#### PROBLEM TO SOLVE:
Repeat what the lines below say, word for word, and skip every image.

#### RECORDS TO PROCESS:
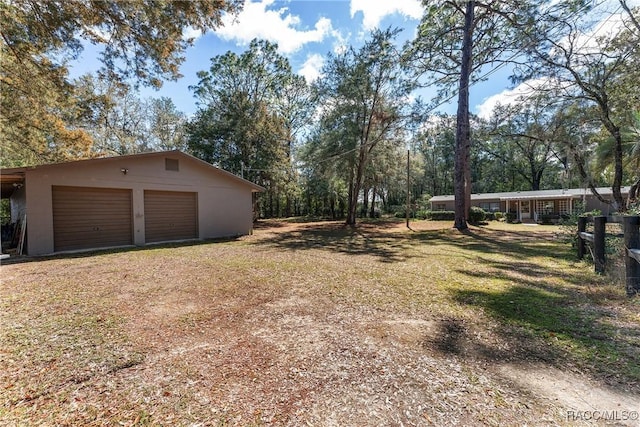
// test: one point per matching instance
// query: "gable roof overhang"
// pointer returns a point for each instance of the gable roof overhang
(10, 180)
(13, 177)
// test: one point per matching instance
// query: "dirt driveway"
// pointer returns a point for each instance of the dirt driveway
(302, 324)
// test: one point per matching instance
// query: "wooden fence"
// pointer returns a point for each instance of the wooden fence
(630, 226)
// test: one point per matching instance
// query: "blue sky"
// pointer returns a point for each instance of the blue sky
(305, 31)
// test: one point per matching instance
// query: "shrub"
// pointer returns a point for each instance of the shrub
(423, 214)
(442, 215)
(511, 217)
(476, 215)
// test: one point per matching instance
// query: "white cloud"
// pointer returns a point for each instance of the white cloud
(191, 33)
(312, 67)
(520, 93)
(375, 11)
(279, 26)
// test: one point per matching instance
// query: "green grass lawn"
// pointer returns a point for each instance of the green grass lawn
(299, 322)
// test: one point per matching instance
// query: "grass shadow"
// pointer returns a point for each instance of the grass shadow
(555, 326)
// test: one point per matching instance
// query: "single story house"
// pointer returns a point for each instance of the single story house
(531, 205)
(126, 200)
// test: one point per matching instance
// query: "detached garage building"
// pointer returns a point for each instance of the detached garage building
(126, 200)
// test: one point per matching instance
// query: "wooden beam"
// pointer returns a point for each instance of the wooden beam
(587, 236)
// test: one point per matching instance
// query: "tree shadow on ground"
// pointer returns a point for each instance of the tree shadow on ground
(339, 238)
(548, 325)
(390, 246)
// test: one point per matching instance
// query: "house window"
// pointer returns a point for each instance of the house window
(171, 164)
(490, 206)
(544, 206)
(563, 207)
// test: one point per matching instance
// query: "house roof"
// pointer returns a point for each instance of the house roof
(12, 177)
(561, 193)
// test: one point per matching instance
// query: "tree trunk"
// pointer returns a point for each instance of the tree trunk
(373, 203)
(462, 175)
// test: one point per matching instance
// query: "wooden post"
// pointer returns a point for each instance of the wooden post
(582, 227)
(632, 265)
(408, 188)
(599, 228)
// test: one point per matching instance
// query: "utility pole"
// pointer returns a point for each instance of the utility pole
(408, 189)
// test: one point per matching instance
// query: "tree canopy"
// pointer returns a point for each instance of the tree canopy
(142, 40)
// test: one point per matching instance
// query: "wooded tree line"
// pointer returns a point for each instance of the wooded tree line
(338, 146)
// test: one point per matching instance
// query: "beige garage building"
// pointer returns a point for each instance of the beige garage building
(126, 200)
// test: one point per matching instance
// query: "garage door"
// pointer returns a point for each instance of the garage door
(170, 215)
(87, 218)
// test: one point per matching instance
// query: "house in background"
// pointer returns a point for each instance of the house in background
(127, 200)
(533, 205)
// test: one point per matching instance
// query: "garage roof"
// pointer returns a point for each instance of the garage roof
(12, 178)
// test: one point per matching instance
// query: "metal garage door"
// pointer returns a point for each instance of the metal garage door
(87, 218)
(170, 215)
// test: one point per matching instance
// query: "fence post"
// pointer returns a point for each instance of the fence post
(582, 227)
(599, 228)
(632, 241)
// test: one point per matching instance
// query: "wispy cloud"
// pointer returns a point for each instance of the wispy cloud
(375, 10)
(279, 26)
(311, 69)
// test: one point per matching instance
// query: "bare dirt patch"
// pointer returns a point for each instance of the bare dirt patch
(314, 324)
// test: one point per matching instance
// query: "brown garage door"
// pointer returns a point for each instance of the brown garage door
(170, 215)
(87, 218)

#### RESULT OF THE EXERCISE:
// test: one point per matching instance
// query: "gable roof overhang"
// pointer returns a point for each instance of the gable roof overhang
(10, 180)
(13, 177)
// test: one point per matching instance
// query: "dirt driveway"
// pointer returns a point for each instance of the dirt driveway
(302, 324)
// test: one point per matching instance
// query: "wooden fence"
// pointer returns a point for each instance of the wooden fence
(630, 226)
// test: one point per matching instance
// query: "blue sky"
// pointer returns a point for each instance of the blue sky
(305, 31)
// test: one point per matching instance
// query: "shrub"
// pointer returns a point for each instance of the shrub
(423, 214)
(442, 215)
(511, 217)
(476, 215)
// test: one point per matching instance
// query: "white cloud"
// pointer returns a point for each instance of the white cloud
(191, 33)
(312, 67)
(520, 93)
(375, 11)
(279, 26)
// test: one point per matching instance
// query: "green grass lawn"
// pointer returns a point for each instance of the green grass lawn
(299, 322)
// test: one point per matching instance
// query: "grass shadow"
// pointer returns a point for each instance of the grass shadow
(555, 326)
// test: one point per matching instance
// query: "single story house"
// pointer returns a point for each instance of the single story house
(531, 205)
(126, 200)
// test: one point per matching instance
// query: "detached garage building"
// pointer returns a point for each instance of the detached garage building
(126, 200)
// test: one point per matching instance
// query: "wooden beam"
// pointer returns a point for each instance of the wooden beam
(587, 236)
// test: one point per matching instance
// query: "tree shadow on ground"
// pointer returns a point for each instance of the tree shadow on ground
(339, 238)
(548, 325)
(390, 246)
// test: one point per matching instance
// query: "house window"
// pointer returns a point for each instance of the house window
(171, 164)
(490, 206)
(544, 206)
(563, 207)
// test: one point per matching instance
// query: "house roof"
// pointer returns a point for each instance of the house roof
(12, 177)
(561, 193)
// test: one point per matching instance
// query: "tree trunk"
// pointer returns a point for each instance of the tree trunk
(373, 203)
(462, 175)
// test: one point per matching instance
// query: "wooden post"
// pointer returns a point for each instance of the wooden post
(582, 227)
(632, 265)
(408, 188)
(599, 228)
// test: one point per matching instance
// query: "utility pole"
// pointer returns a point for each instance of the utility pole
(408, 189)
// test: one point per matching instance
// query: "tree canopy"
// pointer returns a point for each instance of the tree canopy
(142, 40)
// test: one point per matching instance
// query: "wooded tree line"
// pointer returns a point for each instance of the wooded tree line
(338, 146)
// test: one point per matching instance
// query: "beige garage building"
// pointer returns a point for each instance of the beige garage building
(126, 200)
// test: one point per matching instance
// query: "garage door"
// pointer returns a point for each instance of the garage door
(170, 215)
(87, 218)
// test: one point per matching instance
// query: "house in background"
// pointer returns a point for each instance of the house in background
(127, 200)
(533, 205)
// test: one point per matching instance
// query: "garage roof"
// pointer returns a point for each instance of the garage roof
(12, 178)
// test: one point per matching instance
// query: "metal garage door"
// pointer returns a point for each instance of the metal garage door
(87, 218)
(170, 215)
// test: one point per matching instance
// query: "fence post"
// pointer returns a point for each instance of the fence post
(582, 227)
(599, 228)
(632, 241)
// test: one point per matching instance
// query: "wispy cloud"
// pointer returns a point for each instance of the wispy cloud
(375, 10)
(279, 26)
(311, 69)
// test: one point per matching instance
// query: "bare dirt patch"
// pointer returns a point for each instance of the bare dirt patch
(314, 324)
// test: one point per matching instance
// query: "brown garage door"
// pointer returns a point for each instance of the brown garage door
(170, 215)
(87, 218)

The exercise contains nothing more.